The Maui News MATTHEW THAYER photo
"We're glad all of our departments managed to pull together and prepare for Flossie, this could have been a lot worse," said Mayor Alan Arakawa in an email statement Tuesday afternoon. "I've never in all my years seen a lightning storm like we saw (Monday) from the rooftop of the county building.
"Our residents did a great job preparing as well. We didn't see any of this sort of mad, last-minute rush to fill gas tanks or buy groceries. I thought people used the time before the storm to prepare and it paid off (Monday) night. Many thanks to everyone for all their hard work in keeping each other safe."
Maui Electric Co. said late Tuesday afternoon that an estimated 150 customers still were without power.
Areas affected included small pockets of customers in Kula, Haiku, Makawao, Wailuku and Kahului, where transformer damage or downed lines were the cause of the power outages, MECO said.
Throughout the day Tuesday, MECO workers repaired electrical lines and replaced damaged transformers and downed utility poles from the storm.
More than 9,800 customers were without power after the storm passed Monday afternoon and evening - including all of Molokai - but half of the customers were back online at 9:45 that evening. An additional 4,000 customers had their power restored by 3 a.m. Tuesday.
MECO said lightning strikes to electrical equipment - including one to Molokai's only power plant - and fallen tress were the main culprits for the outages.
MECO thanked the public and asked for patience.
"We'd like to thank the public for their patience as we work to bring these last few customers back online," said Transmission & Distribution Manager Joe Kentz late Tuesday afternoon. "Please know that we are doing everything possible to restore power as quickly and safely as possible."
One of those still without power, Guy Lawrence of Kahului, ran his generator for about three hours Tuesday morning, after his electricity went out around 6 p.m. Monday. Thinking the power would return quickly, he didn't run his generator Monday night.
But when he awoke Tuesday morning, the electricity wasn't on so he switched on his generator "just in case."
"I was worried about my food and stuff," he said.
Other residents in the area west of the Kahului Community Center were worried about their frozen and refrigerated food and whether it was still cold enough to keep Tuesday with their electricity out from Monday evening. By around 2 p.m., the power was back on and their steaks were still frozen, residents reported.
Some Haiku residents were without water Tuesday after power outages there led to the shutdown of Haiku wells. Consequently, the Kokomo and Kaupakalua tanks were emptied by users, the county said.
The county advised those in the Haiku area to conserve water.
Those without water could visit water tanker trucks with potable water in Haiku at the top section of the Hanzawa Store parking lot near Awalau Road. A second water tanker truck was at Puuomalei Road off Kokomo Road, the county said.
Those affected by the water problem included residents living on the following roads: Kokomo, Kaupakalua, Kauhikoa, Awalau and Lilikoi as well as all adjoining roads or streets.

Direction |
According to the storm article, how many Maui Electric Co. customers were still without power late Tuesday afternoon? The material that follows has no connection to the storm article.

Stored data |
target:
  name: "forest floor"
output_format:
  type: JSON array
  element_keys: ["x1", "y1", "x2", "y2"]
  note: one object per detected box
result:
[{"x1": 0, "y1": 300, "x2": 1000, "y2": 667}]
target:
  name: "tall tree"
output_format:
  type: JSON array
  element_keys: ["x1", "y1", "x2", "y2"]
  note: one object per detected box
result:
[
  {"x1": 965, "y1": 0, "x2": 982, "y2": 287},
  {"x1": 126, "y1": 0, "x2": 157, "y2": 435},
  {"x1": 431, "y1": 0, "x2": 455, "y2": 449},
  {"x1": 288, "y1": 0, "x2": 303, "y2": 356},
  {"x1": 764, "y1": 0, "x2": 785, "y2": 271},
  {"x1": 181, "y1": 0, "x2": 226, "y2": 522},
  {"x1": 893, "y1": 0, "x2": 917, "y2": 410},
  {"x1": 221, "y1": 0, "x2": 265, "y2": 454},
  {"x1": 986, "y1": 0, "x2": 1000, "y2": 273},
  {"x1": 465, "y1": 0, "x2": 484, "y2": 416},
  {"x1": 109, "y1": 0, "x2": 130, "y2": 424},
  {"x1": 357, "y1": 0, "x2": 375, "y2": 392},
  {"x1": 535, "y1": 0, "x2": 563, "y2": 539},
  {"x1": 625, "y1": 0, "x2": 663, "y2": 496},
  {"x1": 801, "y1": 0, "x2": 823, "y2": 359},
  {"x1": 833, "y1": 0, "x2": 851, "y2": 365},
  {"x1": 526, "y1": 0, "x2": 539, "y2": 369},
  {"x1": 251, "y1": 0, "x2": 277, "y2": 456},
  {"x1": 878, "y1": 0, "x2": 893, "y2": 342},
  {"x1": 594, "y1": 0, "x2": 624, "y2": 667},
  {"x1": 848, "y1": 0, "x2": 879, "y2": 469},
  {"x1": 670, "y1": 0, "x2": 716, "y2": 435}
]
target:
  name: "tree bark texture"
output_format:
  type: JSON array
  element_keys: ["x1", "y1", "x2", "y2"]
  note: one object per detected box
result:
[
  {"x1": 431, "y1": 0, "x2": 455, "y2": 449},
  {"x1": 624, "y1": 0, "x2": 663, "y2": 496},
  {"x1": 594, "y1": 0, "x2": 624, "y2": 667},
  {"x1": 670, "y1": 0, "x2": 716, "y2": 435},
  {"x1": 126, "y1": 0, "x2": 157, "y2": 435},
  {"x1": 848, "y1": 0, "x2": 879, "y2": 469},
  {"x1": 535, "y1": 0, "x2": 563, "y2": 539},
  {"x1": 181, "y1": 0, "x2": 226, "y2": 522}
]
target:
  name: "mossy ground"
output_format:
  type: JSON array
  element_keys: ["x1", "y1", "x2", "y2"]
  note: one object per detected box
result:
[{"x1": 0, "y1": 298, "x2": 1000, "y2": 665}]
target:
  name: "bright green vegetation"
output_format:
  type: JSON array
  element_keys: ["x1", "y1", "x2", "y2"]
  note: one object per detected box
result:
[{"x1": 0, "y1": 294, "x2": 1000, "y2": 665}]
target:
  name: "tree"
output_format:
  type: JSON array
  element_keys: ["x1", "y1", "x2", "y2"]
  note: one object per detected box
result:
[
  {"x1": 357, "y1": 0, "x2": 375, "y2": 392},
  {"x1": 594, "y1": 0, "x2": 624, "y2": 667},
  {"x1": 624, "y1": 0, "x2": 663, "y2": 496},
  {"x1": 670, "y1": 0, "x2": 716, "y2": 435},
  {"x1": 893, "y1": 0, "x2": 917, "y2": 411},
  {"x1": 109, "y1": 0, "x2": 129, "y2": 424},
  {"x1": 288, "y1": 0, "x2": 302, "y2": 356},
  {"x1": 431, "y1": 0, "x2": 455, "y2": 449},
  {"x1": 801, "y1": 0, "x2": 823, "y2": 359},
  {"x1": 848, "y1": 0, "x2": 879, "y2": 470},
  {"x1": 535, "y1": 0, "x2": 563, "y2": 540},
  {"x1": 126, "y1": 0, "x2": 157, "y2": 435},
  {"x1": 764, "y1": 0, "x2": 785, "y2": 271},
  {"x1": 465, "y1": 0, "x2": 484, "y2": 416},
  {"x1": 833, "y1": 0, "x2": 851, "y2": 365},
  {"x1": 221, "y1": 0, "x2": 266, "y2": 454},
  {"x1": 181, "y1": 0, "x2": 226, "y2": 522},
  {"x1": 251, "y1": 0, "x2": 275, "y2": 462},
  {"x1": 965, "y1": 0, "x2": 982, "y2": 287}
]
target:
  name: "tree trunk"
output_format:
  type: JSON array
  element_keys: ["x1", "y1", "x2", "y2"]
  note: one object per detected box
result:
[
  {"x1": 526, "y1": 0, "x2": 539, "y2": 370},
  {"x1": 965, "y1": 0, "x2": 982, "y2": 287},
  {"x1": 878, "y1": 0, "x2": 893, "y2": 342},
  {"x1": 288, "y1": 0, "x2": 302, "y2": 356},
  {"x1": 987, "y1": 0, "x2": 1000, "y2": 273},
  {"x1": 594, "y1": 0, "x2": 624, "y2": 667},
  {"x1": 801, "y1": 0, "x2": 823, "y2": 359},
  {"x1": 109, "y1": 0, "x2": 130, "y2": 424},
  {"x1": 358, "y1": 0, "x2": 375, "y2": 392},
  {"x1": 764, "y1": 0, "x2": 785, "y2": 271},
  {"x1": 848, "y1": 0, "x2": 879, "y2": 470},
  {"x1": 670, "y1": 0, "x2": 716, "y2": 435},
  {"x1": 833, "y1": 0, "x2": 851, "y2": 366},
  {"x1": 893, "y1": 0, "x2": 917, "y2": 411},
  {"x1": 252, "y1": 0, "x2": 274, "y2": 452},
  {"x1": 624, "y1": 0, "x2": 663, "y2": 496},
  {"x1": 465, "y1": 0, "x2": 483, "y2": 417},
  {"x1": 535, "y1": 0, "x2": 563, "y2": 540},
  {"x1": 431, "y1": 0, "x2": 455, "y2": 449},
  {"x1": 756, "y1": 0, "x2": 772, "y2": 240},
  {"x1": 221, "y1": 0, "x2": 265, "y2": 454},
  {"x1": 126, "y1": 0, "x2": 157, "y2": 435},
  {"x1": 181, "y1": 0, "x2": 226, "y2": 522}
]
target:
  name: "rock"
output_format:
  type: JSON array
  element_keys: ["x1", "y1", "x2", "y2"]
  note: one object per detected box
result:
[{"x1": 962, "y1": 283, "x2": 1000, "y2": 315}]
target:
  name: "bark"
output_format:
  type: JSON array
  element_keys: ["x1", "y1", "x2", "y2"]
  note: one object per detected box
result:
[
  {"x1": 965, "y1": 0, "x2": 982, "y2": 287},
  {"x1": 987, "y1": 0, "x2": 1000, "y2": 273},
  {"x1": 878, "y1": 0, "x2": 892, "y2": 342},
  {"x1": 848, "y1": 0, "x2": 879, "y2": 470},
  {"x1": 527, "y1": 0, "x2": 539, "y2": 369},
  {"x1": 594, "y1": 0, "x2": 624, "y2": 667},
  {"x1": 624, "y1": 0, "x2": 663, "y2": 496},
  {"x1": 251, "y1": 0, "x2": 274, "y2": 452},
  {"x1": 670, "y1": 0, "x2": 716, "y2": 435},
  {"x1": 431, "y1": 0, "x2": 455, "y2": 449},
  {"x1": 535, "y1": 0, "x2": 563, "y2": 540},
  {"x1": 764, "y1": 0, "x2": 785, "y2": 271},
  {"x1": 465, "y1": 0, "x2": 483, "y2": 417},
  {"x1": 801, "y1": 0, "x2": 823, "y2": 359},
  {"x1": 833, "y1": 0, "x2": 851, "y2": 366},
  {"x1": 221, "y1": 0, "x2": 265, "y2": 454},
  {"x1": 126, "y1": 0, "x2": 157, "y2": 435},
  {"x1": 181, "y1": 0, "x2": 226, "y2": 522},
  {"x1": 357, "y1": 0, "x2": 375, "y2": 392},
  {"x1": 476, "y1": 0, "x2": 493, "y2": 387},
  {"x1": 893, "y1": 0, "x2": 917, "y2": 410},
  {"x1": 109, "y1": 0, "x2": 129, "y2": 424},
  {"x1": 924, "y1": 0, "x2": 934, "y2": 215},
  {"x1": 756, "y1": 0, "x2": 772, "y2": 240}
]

--

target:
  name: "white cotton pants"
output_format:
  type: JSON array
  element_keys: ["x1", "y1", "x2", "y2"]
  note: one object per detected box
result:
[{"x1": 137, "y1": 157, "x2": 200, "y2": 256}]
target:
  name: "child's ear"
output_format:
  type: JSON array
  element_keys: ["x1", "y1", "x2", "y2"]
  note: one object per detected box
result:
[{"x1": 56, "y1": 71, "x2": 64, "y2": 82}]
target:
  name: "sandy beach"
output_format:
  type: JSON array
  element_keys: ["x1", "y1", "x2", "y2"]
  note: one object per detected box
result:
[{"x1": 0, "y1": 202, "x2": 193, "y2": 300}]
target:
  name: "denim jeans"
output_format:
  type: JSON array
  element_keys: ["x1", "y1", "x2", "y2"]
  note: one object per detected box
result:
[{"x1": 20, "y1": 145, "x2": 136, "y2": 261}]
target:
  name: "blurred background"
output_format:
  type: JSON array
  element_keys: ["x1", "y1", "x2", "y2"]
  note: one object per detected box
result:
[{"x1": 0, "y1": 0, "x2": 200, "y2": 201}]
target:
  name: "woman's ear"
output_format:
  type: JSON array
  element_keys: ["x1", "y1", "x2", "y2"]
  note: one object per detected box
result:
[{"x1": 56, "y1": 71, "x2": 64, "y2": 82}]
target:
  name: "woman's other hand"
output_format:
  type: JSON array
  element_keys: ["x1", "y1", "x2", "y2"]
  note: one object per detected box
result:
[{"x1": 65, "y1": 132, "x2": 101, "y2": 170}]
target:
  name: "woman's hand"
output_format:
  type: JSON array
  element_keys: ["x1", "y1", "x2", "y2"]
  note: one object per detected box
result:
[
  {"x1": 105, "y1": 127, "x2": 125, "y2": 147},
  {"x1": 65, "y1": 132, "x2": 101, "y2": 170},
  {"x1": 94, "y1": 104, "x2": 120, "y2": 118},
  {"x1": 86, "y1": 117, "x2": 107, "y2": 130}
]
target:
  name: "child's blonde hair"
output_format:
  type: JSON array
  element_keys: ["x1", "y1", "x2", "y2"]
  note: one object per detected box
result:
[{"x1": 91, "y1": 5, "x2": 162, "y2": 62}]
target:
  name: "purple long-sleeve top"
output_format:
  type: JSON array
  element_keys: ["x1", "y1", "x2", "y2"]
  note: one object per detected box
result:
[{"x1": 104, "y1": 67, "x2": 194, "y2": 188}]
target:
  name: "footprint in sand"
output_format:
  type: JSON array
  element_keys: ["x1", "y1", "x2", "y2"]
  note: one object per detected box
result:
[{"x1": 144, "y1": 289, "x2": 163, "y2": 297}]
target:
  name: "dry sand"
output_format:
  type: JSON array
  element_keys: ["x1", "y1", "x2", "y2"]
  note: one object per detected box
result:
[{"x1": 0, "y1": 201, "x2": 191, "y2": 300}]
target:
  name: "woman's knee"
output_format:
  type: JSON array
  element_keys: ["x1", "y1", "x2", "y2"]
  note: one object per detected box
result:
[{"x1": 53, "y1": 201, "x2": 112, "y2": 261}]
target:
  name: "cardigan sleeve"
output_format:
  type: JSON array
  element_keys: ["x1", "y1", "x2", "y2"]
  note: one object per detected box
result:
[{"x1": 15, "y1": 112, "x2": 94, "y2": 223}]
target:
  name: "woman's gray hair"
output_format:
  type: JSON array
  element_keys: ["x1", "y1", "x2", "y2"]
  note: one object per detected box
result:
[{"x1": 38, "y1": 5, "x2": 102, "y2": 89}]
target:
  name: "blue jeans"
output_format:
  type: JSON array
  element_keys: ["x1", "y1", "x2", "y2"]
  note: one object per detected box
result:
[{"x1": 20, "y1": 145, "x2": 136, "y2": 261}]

Output below |
An estimated 150 customers.